▸ **Data to examine**:

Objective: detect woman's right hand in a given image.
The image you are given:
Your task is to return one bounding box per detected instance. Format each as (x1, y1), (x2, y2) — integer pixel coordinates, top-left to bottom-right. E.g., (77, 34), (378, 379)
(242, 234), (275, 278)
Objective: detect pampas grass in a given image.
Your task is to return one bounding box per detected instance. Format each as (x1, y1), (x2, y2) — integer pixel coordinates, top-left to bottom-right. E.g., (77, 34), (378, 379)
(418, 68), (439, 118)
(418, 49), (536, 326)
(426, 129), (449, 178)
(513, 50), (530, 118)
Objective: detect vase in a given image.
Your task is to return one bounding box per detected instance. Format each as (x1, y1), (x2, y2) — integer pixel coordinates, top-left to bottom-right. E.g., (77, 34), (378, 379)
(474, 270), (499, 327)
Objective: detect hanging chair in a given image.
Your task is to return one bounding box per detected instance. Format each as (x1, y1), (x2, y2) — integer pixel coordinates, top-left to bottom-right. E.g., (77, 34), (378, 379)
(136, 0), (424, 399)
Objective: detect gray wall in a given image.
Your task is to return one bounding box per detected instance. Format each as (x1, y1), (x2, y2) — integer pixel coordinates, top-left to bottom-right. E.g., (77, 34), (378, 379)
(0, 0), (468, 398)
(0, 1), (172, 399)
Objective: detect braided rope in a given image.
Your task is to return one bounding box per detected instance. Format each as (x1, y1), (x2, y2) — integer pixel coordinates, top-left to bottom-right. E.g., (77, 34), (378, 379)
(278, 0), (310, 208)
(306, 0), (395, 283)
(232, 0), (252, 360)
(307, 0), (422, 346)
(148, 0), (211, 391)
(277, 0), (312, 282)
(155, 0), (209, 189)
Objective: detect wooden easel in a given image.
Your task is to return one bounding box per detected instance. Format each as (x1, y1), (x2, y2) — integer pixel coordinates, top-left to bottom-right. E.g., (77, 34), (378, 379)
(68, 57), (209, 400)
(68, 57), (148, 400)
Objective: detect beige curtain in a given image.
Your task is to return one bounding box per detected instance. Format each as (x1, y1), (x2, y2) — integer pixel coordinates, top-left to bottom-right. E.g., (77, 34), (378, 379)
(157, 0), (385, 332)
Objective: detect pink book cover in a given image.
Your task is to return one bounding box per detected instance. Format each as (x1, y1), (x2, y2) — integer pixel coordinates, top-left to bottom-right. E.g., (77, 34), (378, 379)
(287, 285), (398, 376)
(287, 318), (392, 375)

▸ **Problem details**: Only the lines from the one that holds "Objective: detect pink" through the end of the records should appear in the answer, each restated exactly.

▸ **Exercise output**:
Objective: detect pink book cover in a given image.
Your task is to return one bounding box per detected instance. Format each as (x1, y1), (x2, y2) — integer pixel coordinates, top-left to bottom-right. E.g., (77, 34), (378, 379)
(287, 285), (398, 376)
(287, 318), (392, 375)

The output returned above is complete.